### PROBLEM DESCRIPTION
Locate all lines in the listing that contain the word "every" and copy them out. Match case exactly.

### MATERIAL TO PROCESS
****

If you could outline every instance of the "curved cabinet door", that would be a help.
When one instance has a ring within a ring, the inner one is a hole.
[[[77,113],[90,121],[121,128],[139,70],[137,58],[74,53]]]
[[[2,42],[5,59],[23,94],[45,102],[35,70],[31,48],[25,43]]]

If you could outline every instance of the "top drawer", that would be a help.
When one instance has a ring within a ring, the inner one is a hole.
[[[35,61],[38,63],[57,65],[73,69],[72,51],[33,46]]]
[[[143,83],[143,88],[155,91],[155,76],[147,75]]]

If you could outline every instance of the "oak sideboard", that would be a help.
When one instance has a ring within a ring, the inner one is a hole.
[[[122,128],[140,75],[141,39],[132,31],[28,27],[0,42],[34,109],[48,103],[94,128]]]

****

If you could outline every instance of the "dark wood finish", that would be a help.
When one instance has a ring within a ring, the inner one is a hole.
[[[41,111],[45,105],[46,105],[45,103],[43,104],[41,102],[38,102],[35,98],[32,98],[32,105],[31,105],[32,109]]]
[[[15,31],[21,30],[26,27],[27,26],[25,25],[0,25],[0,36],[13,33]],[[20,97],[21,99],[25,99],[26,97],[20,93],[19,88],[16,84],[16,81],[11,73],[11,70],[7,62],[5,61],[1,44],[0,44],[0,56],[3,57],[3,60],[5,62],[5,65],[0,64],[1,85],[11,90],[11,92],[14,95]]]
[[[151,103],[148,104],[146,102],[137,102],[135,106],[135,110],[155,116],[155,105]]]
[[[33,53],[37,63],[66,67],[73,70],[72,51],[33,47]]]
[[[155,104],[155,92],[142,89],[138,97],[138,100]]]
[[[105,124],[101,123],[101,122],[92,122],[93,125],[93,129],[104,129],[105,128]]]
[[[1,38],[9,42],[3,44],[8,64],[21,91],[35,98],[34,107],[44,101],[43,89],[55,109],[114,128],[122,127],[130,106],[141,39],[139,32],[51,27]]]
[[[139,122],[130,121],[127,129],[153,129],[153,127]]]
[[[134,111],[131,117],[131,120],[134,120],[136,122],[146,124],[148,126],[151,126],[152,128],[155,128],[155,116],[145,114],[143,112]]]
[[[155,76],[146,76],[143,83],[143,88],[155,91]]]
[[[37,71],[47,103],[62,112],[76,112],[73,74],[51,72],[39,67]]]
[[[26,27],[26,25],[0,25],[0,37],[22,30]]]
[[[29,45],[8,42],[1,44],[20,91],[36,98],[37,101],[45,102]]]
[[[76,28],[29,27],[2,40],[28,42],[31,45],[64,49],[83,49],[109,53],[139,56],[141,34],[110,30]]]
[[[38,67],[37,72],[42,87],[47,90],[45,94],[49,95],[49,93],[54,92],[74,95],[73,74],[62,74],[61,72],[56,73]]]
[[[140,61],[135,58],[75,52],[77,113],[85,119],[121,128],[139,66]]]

****

### TASK ANSWER
If you could outline every instance of the "curved cabinet door", that would be a help.
If you could outline every instance of the "top drawer", that would be a help.
If you could outline every instance of the "oak sideboard", that would be a help.
If you could outline every instance of the "dark wood finish", that would be a help.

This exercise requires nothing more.